校園
「周日下午都早點來,先去打乒乓球,再去遊戲廳」郭同學笑著喊道,每次周五下學回家的時候。我們都會提前安排好。大家都應聲到隨後就各自去車棚騎自行車回家。當然有很奇葩的情況就是有幾次我竟然發現我自行車胎的氣門不見了,現在回看這種操作真的是挺絕的,那能怎麼辦呢,要回家啊,所以我也就「以暴制暴」順手去拆別人的先回家再說,先去校門口的商店找充氣的地方,想到這裡,火氣不打一出來。「沒事你先去找,我在校門口等你」樊夫子苦笑。
說起樊夫子還真的很感慨,初中三年基本是年級前5的狀態,學習倍兒刻苦,家庭條件簡單,也是後來有幸親臨了一次,性格也特別好,助人為樂,用現在的話講就純粹的「老好人」但當時都是褒義詞,不知道為什麼隨著時代的發展同樣的詞語,居然會發生這麼大的發差。倆人騎車并行,有一搭沒一搭的嘮幾句,從心底里佩服他在學校的精神狀態,毫不誇張的講簡直刻苦到爆炸,全年級的同學老師都知道的狀況,可能是除了周末回家平時只有學習上的交流的緣故,還沒有到後來聊的那麼深入。

問題:
(a) 根據這篇校園文章,判斷下面三句話是否與原文相符,每句答「是」或「否」,並引出原文中起決定作用的字句:(i) 郭同學約大家周日下午早點來,先去打乒乓球;(ii) 樊夫子初中三年大致保持在年級前五;(iii) 作者和樊夫子是走路回家的。
(b) 接著這篇校園文章的最後一句,把文章續寫下去。

資料行:
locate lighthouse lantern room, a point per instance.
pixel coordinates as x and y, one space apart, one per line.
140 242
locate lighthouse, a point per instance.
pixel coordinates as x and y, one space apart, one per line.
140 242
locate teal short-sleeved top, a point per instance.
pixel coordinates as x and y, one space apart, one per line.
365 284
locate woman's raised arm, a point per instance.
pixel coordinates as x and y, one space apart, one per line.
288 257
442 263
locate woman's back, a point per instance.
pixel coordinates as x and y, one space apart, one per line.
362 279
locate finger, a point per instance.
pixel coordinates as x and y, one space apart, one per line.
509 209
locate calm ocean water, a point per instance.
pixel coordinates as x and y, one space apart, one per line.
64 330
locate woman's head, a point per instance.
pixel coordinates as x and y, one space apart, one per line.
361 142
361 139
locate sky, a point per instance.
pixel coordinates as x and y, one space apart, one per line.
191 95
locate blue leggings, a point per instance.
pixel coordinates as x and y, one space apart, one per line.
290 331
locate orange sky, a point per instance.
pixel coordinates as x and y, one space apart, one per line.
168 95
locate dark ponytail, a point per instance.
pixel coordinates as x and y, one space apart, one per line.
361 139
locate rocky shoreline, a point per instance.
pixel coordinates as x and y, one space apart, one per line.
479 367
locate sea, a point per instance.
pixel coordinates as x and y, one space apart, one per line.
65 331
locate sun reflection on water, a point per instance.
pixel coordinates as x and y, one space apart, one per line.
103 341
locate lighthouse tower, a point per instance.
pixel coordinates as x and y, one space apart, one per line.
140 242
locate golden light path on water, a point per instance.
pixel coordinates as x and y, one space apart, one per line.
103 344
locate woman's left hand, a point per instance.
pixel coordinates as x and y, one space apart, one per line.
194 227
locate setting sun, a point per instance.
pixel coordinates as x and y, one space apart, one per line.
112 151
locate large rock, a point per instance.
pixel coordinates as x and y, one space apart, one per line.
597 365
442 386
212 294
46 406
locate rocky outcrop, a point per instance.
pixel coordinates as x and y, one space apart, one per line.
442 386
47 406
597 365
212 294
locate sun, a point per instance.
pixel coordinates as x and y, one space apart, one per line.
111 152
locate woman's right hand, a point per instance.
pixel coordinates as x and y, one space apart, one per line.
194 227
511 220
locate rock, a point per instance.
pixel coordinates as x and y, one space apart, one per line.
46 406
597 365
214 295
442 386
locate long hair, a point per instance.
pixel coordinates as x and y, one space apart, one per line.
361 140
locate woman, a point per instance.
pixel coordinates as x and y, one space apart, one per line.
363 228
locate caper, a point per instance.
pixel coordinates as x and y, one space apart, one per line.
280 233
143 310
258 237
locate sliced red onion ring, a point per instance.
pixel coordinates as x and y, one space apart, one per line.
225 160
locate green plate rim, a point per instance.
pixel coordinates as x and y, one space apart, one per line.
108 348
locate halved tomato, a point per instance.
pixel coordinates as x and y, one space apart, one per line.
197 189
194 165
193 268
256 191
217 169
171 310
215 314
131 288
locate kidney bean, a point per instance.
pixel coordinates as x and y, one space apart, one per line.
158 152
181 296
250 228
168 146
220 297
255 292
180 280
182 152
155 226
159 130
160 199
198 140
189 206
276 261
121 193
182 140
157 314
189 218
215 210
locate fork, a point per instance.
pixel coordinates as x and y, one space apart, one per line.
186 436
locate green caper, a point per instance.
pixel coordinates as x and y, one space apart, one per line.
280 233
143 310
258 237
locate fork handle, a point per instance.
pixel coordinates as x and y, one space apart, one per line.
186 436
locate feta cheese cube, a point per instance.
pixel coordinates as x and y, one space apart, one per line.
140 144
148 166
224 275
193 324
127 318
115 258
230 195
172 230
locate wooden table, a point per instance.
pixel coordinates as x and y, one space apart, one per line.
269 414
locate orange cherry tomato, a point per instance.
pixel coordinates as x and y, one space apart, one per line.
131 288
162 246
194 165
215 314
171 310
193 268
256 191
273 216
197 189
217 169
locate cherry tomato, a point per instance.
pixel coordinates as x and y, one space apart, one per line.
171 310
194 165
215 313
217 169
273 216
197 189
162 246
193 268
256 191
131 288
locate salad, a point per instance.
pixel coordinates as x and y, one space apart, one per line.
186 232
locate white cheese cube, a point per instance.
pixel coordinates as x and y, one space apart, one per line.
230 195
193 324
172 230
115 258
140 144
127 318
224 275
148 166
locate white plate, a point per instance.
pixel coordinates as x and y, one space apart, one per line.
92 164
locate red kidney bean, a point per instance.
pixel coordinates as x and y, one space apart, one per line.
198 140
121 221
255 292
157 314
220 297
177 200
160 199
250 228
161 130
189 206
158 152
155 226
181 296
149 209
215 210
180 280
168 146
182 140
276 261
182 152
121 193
* * *
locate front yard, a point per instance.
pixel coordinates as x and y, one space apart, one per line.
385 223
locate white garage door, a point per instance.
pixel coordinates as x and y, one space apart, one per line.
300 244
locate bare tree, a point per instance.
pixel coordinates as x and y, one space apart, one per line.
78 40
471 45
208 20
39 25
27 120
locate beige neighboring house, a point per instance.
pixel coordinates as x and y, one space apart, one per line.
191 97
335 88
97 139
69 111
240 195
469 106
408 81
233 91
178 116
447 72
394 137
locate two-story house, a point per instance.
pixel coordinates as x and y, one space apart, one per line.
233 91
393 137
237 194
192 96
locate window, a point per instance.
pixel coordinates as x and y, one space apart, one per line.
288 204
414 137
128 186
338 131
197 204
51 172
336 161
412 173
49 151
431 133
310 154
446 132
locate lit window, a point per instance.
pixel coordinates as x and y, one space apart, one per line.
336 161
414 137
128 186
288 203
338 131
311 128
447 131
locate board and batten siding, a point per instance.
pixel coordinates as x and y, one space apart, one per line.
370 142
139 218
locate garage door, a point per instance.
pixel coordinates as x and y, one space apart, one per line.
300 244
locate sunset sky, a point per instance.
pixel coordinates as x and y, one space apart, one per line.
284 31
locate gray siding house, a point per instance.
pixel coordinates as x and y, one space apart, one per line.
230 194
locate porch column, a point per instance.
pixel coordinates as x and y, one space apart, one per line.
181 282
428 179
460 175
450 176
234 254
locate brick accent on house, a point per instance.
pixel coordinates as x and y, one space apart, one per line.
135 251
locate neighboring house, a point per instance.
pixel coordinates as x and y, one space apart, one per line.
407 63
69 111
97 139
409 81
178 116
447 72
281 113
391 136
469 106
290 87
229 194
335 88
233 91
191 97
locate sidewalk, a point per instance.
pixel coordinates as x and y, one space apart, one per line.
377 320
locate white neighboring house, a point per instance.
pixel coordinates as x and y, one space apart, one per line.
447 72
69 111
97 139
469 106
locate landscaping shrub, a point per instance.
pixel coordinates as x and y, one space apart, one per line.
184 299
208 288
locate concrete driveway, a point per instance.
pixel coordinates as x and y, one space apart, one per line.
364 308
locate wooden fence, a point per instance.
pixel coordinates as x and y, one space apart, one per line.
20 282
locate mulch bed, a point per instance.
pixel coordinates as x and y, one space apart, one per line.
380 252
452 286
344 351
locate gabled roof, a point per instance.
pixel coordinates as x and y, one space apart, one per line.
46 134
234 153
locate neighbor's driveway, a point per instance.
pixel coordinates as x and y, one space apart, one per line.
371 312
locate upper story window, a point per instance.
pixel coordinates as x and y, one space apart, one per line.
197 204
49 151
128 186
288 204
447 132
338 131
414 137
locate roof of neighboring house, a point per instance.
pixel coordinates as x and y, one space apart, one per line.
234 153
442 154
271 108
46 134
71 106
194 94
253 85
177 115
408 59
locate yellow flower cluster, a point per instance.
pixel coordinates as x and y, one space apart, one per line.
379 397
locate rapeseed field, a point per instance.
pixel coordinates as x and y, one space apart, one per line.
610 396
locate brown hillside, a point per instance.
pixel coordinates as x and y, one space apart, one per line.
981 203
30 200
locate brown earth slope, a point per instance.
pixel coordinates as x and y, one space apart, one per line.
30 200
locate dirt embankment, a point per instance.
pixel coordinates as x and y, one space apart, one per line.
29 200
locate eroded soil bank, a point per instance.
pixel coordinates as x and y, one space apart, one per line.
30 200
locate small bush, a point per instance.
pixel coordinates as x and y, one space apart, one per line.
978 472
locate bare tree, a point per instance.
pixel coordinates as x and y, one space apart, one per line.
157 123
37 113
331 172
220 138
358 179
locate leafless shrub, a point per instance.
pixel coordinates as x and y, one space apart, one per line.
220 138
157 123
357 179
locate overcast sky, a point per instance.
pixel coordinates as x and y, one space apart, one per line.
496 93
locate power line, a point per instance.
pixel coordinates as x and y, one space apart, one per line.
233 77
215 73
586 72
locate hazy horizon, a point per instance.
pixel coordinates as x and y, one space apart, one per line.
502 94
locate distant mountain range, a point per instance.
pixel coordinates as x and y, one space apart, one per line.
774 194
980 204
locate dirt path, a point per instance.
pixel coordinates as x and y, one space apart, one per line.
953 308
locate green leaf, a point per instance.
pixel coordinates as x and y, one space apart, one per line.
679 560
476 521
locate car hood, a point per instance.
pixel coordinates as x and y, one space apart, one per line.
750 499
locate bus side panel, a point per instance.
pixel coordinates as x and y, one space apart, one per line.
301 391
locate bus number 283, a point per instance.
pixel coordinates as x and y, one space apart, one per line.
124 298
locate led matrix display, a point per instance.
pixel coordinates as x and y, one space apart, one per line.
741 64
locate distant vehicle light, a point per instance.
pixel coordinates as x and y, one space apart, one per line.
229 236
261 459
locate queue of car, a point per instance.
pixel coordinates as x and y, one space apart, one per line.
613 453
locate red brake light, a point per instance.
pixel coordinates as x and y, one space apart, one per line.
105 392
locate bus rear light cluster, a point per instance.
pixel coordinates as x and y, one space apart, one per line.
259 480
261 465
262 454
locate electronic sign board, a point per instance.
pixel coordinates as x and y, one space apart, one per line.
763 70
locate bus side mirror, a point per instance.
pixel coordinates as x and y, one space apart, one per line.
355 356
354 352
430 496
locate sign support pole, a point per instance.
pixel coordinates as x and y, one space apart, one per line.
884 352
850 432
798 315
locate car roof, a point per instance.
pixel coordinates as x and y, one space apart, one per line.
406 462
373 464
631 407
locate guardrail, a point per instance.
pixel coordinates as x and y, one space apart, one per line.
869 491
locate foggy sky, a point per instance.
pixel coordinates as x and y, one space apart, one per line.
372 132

參考答案:
(a)
(i) 是:「周日下午都早點來,先去打乒乓球,再去遊戲廳」
(ii) 是:「初中三年基本是年級前5的狀態」
(iii) 否:「倆人騎車并行」

(b)
再說回到我的那些至今還聯繫的幾個死黨,每周日雷打不動的乒乓球之約,也許是小學在「隴」就開始接觸的原因,當時的技術打得還可以反正每回擂主的時間不少,每次打完右手的豁口直接起繭子,我們第二根據地就是離學校不遠的遊戲廳,這個地方還真是第一次接觸,在「隴」只了解過網吧、遊戲廳、並未真正接觸,那麼在這就打開了新世界的大門,雖然直至現在我對所有遊戲都不感冒,當時只是覺得好玩,那自己正真開始吸煙也是從那會起步。有時候周末沒事幾個人也約出來玩一會,然後就離那家近就去那家待著,隨後也確實體會到「一方水土養一方人」的說法。從「隴」離鄉鎮很遠的地方搬到「寧」離鄉鎮很近的地方,著實體會到了「農」和「城」的差異性。當然總體的人文風俗肯定符合西北地區的大的特徵,但是因為是祖國「回」族主要聚居地之一自然也有自己區域的特色,加上班級的回民族的同學,以及地理的學習逐漸認識到民族的概念。哪時候你我都知道年級主任是一個什麼樣的存在,先是教導主任一頓收拾,之後就是班主任一頓爆打,最後全部叫家長談話。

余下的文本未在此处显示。